» REQUIRED TASK:
Please rewrite everything from the line containing "In this photo, where can the clock" down to the end of the records, replacing "spire" with "steeple" and keeping all else unchanged.

» Stored records:
━━━━━━━━━━━━━━━━
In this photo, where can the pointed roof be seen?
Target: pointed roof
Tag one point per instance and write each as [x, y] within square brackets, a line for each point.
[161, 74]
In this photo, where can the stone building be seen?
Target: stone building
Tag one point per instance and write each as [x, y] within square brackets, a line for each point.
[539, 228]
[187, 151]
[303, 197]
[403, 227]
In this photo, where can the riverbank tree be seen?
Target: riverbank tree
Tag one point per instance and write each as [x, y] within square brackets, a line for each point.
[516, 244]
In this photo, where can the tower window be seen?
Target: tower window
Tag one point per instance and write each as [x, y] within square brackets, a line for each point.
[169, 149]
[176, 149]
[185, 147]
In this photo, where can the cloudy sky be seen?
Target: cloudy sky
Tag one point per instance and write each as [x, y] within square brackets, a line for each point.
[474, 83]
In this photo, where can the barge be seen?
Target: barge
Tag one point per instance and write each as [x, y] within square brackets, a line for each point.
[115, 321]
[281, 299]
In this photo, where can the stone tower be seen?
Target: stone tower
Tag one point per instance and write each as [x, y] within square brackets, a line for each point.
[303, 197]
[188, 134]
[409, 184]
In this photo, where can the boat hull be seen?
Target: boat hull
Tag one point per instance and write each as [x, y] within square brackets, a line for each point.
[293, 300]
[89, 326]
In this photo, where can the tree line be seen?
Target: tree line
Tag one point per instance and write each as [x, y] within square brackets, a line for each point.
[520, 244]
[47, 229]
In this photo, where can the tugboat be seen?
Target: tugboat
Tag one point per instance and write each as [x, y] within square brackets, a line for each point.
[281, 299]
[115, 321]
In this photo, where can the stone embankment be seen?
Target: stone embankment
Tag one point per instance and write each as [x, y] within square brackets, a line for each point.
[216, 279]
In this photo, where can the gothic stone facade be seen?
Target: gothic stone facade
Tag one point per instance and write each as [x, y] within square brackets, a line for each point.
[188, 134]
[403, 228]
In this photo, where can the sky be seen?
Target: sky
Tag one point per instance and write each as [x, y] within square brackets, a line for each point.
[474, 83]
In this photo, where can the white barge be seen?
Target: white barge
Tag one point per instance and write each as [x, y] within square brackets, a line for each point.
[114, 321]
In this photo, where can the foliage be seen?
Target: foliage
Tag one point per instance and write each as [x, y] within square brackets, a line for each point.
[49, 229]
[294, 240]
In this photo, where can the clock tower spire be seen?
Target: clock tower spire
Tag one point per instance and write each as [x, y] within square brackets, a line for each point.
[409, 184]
━━━━━━━━━━━━━━━━
» OUTPUT OF THE EXERCISE:
In this photo, where can the clock tower steeple be seen?
Target: clock tower steeple
Tag one point per instance and write each as [x, y] within square brackets, a line for each point.
[409, 184]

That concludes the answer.